• Set problem: Repeat every line of the material, character for character.

• Dataset entries:
****

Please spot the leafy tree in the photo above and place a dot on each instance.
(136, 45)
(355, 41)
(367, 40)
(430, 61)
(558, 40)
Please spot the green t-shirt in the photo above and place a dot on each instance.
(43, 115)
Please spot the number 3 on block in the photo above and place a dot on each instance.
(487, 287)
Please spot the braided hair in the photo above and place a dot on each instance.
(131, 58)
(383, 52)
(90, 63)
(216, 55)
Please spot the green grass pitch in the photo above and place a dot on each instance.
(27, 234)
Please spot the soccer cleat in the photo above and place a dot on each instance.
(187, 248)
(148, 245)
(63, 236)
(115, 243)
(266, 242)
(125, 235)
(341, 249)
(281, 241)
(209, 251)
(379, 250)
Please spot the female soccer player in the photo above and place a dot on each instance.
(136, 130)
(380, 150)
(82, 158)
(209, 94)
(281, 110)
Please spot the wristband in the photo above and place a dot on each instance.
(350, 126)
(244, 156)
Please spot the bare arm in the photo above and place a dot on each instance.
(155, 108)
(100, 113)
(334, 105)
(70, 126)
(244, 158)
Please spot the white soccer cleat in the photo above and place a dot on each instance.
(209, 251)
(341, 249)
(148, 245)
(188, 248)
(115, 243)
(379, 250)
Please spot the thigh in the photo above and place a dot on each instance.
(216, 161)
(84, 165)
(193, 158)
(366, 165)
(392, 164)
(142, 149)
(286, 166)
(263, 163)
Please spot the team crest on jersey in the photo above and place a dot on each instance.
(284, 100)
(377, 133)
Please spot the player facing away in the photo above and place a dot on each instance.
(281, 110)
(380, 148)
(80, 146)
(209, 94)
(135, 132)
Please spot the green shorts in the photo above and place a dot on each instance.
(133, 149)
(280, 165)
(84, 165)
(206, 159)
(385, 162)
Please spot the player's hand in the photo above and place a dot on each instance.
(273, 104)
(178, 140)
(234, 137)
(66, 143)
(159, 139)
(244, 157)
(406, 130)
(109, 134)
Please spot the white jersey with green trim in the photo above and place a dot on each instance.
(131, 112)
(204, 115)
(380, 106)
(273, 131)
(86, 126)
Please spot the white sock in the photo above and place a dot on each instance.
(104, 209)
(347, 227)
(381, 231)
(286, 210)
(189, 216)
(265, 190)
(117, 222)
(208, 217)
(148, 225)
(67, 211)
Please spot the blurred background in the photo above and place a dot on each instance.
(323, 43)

****

• Written response:
Please spot the leafy tree in the photo above and place a dot on each instance.
(136, 45)
(355, 41)
(367, 40)
(430, 61)
(558, 40)
Please spot the green t-shirt in the photo above and place a dot on each instance.
(43, 115)
Please spot the number 3 on block in the photo above and place a dot on each instance.
(487, 287)
Please spot the braided hair in the photo above and place a dot on each instance.
(131, 58)
(383, 52)
(90, 63)
(216, 55)
Please spot the green grass pitch in the photo above and place a dot on each instance.
(27, 234)
Please spot the soccer cleat in the photo above and place a dot on each instance.
(187, 248)
(148, 245)
(63, 236)
(115, 243)
(266, 242)
(125, 235)
(341, 249)
(281, 241)
(209, 251)
(379, 250)
Please spot the female soccer player in the photo above and place a dot on each instance.
(136, 130)
(380, 150)
(82, 158)
(209, 94)
(281, 110)
Please spot the wristband in the photo above and place a dot on each instance.
(350, 126)
(244, 156)
Please spot the bare arm in the photo above and place a dot on each instance.
(155, 108)
(100, 113)
(334, 105)
(70, 126)
(244, 158)
Please spot the white soccer cleat in the photo above and place a dot on each instance.
(209, 251)
(341, 249)
(148, 245)
(188, 248)
(115, 243)
(379, 250)
Please spot the thigh in the photo above and place a dot on each instance.
(216, 161)
(84, 165)
(193, 158)
(366, 165)
(392, 164)
(142, 149)
(286, 166)
(263, 163)
Please spot the team crest on jersey in the photo above and place a dot on each instance.
(284, 100)
(377, 133)
Please spot the player facing away in the photo above and place a dot on each instance.
(281, 110)
(380, 148)
(80, 146)
(209, 94)
(135, 132)
Please spot the green shorts in the photo above and place a dot on each instance.
(133, 149)
(280, 165)
(84, 165)
(206, 159)
(385, 162)
Please spot the player's hand in the photo above and place a dot on each instance.
(273, 104)
(178, 140)
(234, 137)
(66, 143)
(159, 139)
(244, 157)
(406, 130)
(109, 134)
Please spot the white jersey with green trim in the photo above and place a dot on each instance.
(131, 112)
(204, 115)
(380, 106)
(273, 131)
(86, 126)
Please spot the white sock in the photo above and place a dot on each instance.
(104, 209)
(347, 227)
(381, 231)
(286, 210)
(189, 216)
(265, 190)
(117, 222)
(208, 217)
(148, 225)
(67, 211)
Please spot the blurred background in the photo above and place a dot on each instance.
(323, 43)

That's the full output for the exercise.